----- Given passage -----

Jump to content
DVDVR Message Board

WRESTLER OF THE DAY: JIMMY JACOBS


RIPPA

Recommended Posts

Jimmy Jacobs is a helluva worker that always manges to be involved with great gimmicks.

 

I am digging the Jimmy Jacobs run with The Decade even though I can't really see Jacobs in the role of grizzled surly veteran that demands respect from the newcomers.  Jimmy being Jimmy makes me buy into the gimmick.

 

Team DIFH and the Jimmy Loves Lacey angle were both high comedy.

 

I never really understood the whole deal with the Age Of The Fall but they delivered some great assbeatings.

 

I think that too many people pay too much attention to the emo thing and not enough attention to Jimmy being a king sized wrestler.

  • Like 2
Link to comment
Share on other sites

First time I saw the "Ballad of Lacey" entrance live in ROH is still one of my favorite things ever. He had the Wyatts beat by almost 10 years.

Link to comment
Share on other sites

That angle where he hung one of the Briscoes upside down while blood was pouring from his head was freaking disturbing even for wrestling.

 

Yeah, that was the birth of the AOTF stable.  When I saw this, I had to check the tape to make sure the handmade lable didn't say ECF: Circa 1996.

----- Extracted material -----

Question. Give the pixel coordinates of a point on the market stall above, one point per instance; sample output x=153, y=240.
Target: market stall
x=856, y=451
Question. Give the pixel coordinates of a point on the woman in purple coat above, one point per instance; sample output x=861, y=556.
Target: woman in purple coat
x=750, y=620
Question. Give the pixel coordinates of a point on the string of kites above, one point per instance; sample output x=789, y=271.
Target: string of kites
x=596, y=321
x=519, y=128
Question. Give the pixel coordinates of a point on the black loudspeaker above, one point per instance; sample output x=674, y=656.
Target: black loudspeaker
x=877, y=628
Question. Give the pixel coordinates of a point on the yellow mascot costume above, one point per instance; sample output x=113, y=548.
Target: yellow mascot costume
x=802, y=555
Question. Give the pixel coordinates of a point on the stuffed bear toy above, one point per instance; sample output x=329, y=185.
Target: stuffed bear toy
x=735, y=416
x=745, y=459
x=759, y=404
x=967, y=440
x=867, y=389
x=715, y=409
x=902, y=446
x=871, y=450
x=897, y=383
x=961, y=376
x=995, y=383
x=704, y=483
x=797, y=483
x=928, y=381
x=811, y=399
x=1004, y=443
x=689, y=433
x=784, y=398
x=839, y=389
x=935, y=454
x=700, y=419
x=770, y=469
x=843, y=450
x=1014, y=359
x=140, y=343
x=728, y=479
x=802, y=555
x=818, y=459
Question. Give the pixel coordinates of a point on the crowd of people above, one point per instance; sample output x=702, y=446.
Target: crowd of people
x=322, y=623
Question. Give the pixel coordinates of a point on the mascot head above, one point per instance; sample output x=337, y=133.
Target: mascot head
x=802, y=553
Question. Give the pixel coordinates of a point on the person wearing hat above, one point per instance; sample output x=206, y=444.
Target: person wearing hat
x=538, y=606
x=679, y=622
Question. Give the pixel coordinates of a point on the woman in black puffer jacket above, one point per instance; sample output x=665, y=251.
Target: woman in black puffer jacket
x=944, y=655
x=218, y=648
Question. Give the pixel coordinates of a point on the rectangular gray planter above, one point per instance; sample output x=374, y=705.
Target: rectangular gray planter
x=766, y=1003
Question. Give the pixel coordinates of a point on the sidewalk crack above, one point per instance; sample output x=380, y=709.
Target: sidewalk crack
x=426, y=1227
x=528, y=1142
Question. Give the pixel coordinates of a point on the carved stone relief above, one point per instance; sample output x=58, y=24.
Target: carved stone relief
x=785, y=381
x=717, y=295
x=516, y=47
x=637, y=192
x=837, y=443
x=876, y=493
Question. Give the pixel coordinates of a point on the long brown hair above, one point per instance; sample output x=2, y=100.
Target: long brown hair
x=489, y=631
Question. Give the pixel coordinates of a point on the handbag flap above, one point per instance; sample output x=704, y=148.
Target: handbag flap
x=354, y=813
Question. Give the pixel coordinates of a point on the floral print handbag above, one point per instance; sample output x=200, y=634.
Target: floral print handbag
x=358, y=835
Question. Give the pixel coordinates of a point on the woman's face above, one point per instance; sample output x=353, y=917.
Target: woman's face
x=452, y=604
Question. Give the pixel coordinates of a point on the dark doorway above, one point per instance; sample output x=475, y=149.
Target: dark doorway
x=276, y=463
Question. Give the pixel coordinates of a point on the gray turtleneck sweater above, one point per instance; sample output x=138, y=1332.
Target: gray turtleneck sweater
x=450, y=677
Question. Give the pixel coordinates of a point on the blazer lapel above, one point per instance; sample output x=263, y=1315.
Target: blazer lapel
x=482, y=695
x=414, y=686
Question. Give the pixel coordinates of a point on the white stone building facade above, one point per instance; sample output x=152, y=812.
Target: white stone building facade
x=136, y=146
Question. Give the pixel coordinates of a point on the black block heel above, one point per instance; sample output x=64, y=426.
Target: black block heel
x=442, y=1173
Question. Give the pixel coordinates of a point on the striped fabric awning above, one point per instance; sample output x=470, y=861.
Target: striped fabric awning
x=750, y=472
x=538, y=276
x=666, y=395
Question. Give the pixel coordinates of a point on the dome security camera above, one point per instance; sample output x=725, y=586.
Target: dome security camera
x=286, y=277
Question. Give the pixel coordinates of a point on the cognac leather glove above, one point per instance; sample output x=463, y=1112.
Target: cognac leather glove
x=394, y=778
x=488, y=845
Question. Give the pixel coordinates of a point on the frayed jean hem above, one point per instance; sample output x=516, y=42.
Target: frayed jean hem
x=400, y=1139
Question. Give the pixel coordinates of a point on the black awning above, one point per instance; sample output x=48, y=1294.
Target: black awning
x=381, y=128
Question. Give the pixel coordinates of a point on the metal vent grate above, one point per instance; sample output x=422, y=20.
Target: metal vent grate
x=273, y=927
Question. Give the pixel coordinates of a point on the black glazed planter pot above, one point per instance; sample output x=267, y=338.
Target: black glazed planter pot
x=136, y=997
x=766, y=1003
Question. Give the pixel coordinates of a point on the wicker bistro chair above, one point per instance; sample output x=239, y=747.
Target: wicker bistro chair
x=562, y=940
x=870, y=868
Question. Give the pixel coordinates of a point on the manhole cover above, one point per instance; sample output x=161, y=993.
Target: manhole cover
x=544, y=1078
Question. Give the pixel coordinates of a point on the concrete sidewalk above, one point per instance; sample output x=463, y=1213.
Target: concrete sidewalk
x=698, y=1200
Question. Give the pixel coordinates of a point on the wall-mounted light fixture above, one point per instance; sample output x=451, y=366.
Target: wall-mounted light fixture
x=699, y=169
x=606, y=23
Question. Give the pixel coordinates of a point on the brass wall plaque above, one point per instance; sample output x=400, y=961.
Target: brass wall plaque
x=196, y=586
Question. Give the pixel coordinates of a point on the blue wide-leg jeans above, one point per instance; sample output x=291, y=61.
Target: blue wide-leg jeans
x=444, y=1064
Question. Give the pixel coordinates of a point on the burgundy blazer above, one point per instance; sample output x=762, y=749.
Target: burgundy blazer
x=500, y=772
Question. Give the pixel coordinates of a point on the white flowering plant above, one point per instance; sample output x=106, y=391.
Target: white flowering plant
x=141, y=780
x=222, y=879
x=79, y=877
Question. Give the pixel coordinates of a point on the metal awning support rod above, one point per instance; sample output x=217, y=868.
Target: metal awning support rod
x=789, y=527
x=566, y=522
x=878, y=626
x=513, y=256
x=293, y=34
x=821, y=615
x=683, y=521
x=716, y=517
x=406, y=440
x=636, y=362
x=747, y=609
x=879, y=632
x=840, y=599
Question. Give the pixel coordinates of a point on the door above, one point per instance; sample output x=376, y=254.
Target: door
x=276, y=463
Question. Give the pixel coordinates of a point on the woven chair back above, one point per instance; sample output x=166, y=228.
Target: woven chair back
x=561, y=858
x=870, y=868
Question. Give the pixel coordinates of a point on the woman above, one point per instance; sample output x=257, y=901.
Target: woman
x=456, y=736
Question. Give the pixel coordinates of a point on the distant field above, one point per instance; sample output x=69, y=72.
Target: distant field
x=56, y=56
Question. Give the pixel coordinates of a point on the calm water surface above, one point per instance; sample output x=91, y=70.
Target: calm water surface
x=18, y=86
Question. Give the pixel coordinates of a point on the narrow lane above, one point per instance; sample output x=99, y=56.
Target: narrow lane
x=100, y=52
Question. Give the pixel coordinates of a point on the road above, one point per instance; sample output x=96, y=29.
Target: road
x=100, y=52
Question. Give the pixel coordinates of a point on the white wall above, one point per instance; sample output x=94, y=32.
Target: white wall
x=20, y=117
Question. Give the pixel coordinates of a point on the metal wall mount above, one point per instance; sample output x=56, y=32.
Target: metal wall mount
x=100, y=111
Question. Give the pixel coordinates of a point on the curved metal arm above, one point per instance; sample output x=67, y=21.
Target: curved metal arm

-----

Challenges
(a) From the Jimmy Jacobs thread, list every named group or team of wrestlers.
(b) Count the lines in the listing that contain the string "road", and reply with the number alone.

Exercise solutions
(a) The Decade, Team DIFH, Age Of The Fall (AOTF), the Wyatts, the Briscoes

(b) 2